Collect every line of the data below that contains the word "shoe". The match is case-sensitive.
== DATASET EXCERPTS
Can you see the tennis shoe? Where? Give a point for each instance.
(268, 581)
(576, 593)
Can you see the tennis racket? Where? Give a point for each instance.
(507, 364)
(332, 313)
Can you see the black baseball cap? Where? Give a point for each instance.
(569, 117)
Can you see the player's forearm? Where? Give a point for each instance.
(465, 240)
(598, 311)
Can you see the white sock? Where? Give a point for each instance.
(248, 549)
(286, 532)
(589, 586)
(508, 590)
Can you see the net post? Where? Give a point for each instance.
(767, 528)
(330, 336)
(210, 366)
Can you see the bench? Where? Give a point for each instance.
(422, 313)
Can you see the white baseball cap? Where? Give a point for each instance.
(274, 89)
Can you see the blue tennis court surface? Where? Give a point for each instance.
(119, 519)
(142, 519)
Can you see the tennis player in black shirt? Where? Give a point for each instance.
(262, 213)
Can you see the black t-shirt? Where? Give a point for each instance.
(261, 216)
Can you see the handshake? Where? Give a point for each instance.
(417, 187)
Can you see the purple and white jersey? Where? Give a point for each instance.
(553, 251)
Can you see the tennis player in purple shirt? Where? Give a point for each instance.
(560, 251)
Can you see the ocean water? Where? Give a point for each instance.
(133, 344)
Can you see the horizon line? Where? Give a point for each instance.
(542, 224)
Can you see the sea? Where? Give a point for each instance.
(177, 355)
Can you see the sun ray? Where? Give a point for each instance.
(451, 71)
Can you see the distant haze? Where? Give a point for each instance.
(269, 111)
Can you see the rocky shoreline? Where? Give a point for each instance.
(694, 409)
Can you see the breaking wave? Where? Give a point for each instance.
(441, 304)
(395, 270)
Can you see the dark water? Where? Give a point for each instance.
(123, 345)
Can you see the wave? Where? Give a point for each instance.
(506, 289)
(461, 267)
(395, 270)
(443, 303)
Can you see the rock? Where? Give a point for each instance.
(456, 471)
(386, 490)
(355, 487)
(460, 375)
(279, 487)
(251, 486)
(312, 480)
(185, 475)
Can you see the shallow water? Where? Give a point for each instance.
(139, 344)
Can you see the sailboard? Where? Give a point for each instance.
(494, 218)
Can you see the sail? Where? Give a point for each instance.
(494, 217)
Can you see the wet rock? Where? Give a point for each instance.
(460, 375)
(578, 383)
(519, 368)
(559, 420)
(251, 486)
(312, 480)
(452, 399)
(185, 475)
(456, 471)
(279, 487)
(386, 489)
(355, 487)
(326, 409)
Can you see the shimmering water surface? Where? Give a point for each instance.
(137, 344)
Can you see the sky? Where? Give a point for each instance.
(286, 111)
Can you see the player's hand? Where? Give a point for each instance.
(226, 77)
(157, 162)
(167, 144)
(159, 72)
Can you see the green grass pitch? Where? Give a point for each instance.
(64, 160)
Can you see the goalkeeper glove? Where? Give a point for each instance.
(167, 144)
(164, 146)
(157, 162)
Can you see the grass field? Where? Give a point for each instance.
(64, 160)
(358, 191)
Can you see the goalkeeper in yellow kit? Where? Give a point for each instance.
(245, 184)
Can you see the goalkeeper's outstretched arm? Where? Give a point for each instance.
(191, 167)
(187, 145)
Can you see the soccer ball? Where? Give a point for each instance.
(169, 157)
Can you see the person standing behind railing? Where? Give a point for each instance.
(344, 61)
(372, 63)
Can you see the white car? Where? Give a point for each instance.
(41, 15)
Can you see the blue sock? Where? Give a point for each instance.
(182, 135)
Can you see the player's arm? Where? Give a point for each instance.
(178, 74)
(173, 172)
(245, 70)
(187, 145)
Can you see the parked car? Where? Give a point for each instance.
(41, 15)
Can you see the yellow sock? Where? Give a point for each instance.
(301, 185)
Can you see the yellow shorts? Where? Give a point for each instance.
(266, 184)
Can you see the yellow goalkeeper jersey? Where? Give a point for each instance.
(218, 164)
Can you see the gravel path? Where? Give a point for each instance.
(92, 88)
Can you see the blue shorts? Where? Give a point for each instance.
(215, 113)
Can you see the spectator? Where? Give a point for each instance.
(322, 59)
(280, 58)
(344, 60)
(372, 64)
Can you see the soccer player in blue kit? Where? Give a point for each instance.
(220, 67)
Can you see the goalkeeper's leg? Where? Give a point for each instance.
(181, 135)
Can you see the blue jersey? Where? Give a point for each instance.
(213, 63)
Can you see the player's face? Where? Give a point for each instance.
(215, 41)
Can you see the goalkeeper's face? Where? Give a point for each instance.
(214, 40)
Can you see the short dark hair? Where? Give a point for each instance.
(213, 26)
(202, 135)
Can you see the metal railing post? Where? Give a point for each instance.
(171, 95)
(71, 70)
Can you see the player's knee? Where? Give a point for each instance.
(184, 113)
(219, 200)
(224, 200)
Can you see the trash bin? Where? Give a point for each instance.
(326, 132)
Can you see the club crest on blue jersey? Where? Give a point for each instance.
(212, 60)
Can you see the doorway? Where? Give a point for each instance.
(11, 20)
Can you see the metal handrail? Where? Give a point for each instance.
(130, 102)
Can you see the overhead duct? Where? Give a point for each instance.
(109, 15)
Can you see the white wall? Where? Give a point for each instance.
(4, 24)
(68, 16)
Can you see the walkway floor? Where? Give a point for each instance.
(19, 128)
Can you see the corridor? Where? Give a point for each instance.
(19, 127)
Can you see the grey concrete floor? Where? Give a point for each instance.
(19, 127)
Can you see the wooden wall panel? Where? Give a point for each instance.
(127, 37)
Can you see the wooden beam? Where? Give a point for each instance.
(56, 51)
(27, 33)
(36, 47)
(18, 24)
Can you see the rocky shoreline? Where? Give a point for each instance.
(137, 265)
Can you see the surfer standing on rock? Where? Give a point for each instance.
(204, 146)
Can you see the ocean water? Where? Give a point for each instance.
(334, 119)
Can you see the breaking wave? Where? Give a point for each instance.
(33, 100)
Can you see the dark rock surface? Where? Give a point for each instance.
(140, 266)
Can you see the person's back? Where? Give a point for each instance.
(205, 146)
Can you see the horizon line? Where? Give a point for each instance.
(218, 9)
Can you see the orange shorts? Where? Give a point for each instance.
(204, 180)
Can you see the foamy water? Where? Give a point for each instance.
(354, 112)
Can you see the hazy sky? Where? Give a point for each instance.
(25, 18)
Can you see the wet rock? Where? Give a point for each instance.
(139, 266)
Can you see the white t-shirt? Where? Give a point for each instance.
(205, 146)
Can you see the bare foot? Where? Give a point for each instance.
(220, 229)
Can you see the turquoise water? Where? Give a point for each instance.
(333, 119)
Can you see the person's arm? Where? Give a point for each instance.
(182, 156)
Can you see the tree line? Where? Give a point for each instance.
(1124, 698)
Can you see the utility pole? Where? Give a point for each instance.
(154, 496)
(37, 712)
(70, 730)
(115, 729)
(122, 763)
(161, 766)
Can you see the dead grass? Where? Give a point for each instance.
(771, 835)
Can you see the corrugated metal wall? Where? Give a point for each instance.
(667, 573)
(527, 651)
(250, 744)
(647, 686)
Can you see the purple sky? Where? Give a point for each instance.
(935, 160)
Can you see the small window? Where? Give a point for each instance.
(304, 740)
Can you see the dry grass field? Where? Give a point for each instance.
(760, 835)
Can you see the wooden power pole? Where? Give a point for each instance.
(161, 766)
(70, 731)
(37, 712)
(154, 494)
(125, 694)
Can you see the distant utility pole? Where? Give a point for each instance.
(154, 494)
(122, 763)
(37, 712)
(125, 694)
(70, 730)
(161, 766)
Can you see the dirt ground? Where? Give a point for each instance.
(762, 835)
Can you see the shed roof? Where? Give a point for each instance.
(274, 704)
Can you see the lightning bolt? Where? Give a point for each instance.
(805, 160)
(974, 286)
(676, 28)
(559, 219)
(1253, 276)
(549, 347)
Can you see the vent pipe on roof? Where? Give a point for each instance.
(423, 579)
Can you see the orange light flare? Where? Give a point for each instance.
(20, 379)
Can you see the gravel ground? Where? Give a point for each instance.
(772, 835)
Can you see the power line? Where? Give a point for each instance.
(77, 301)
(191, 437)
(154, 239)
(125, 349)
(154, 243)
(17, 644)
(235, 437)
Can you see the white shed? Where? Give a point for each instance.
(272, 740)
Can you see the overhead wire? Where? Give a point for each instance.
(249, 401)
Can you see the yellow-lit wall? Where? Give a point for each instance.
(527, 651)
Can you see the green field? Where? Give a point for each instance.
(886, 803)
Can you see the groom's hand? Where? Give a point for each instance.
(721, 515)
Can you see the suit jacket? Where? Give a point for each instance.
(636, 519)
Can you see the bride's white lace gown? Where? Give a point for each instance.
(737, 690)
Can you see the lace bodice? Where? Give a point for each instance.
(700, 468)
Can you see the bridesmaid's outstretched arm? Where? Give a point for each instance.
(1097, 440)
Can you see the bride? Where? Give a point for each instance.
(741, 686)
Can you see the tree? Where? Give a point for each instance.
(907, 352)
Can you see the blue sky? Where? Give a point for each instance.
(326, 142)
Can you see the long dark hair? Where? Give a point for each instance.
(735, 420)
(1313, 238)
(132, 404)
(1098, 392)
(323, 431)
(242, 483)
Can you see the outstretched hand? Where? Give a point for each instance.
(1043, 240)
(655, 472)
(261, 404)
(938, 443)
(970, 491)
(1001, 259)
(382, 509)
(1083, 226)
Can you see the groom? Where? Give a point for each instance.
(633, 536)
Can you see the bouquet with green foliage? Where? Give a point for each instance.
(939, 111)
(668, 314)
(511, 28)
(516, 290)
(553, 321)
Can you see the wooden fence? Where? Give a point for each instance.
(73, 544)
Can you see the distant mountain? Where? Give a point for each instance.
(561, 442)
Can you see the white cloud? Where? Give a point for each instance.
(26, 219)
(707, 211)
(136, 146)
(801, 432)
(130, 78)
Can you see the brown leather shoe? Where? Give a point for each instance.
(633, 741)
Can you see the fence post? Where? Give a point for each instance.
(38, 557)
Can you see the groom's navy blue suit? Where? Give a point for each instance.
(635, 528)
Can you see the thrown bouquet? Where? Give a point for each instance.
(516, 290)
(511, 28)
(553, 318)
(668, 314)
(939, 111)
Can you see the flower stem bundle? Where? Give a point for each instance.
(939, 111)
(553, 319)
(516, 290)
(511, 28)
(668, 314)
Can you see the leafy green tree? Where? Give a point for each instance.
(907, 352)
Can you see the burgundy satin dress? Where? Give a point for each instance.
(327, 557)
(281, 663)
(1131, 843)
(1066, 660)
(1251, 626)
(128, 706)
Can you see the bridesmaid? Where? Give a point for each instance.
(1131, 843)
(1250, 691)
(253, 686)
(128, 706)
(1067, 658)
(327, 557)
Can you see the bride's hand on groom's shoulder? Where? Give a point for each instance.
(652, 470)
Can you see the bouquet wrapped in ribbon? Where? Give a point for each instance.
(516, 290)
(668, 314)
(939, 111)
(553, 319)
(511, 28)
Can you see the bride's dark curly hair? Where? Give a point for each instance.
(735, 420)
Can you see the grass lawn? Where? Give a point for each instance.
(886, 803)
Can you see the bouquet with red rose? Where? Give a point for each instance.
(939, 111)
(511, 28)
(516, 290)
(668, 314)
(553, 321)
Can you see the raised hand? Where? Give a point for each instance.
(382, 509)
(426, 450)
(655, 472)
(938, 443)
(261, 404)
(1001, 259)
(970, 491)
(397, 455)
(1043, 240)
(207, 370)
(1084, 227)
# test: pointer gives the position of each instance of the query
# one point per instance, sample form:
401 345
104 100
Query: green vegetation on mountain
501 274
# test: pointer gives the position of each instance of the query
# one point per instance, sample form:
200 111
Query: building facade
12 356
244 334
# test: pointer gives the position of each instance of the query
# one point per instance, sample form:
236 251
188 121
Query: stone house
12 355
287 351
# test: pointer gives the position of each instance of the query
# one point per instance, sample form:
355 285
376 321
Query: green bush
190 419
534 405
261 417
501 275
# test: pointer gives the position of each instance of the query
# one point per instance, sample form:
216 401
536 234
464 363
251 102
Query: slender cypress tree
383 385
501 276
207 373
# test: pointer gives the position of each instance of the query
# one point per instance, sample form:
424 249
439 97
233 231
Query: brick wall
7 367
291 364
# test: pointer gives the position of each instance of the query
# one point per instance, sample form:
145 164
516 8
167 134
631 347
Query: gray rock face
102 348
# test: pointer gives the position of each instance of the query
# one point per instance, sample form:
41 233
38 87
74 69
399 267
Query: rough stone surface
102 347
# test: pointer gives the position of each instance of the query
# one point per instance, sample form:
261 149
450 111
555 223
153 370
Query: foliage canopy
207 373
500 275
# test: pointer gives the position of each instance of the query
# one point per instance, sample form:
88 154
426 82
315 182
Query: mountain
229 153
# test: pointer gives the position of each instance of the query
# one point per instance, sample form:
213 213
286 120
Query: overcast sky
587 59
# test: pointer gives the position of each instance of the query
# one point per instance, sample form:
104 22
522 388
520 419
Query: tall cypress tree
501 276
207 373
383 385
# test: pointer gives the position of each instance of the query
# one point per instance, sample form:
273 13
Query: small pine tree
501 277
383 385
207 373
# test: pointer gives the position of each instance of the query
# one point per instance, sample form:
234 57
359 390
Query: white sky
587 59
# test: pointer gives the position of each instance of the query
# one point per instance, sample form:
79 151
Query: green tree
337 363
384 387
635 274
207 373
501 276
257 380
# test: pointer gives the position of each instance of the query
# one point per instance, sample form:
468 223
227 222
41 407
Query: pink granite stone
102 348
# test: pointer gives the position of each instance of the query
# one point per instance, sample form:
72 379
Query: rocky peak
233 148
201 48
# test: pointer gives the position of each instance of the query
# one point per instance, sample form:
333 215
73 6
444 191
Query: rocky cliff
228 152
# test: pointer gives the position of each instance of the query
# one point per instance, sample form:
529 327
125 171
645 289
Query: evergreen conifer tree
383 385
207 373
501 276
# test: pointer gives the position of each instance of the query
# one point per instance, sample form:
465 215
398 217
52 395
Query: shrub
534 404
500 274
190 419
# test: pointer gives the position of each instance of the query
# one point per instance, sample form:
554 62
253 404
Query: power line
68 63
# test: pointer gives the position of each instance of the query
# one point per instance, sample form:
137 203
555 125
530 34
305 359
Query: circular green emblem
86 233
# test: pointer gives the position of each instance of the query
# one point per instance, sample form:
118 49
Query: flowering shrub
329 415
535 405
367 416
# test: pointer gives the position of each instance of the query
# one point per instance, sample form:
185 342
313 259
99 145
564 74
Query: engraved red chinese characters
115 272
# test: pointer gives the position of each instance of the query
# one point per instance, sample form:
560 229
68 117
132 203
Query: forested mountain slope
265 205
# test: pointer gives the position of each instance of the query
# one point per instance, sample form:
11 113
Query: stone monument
====
RESULT FOR THIS TASK
Can you see the tennis shoe? Where? Give a point for each instance.
Can you see the brown leather shoe? Where? Give a point for each instance.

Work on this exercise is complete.